**Your objective:** Everything in the listing that follows should be reproduced exactly except the pictures.

::: Dataset extract :::

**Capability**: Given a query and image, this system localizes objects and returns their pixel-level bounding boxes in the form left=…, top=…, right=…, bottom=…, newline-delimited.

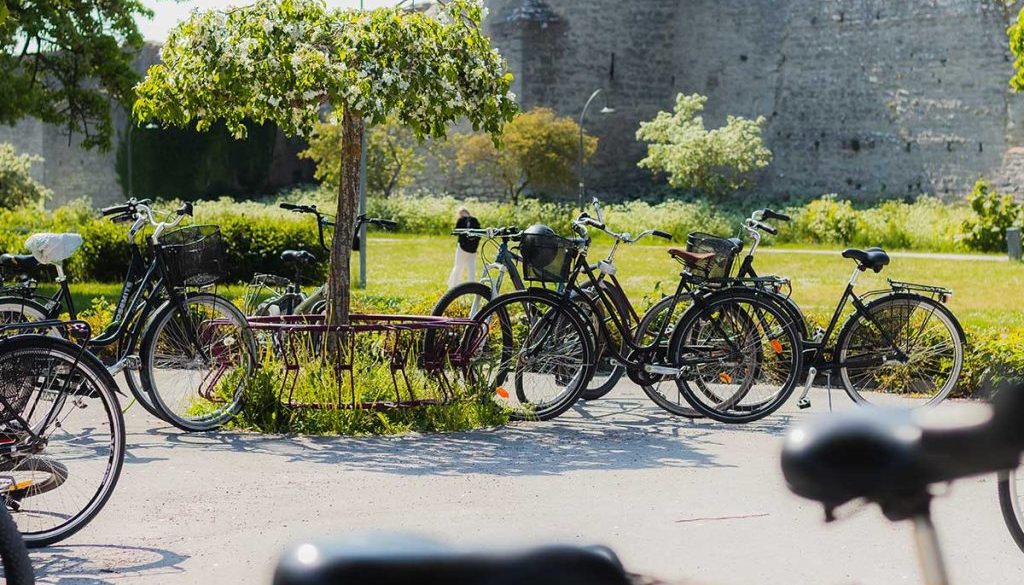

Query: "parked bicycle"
left=244, top=203, right=397, bottom=316
left=432, top=213, right=641, bottom=400
left=783, top=382, right=1024, bottom=585
left=0, top=320, right=125, bottom=548
left=0, top=198, right=256, bottom=432
left=464, top=202, right=803, bottom=422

:::

**Answer section:**
**Capability**: Given a query and image, this system localizes objects and returns their pixel-level bounding boxes in the form left=…, top=…, right=…, bottom=…, newline-delimited.


Query: "parked bicycle"
left=244, top=203, right=397, bottom=316
left=432, top=213, right=641, bottom=400
left=783, top=382, right=1024, bottom=585
left=0, top=320, right=125, bottom=548
left=0, top=198, right=256, bottom=432
left=464, top=202, right=803, bottom=422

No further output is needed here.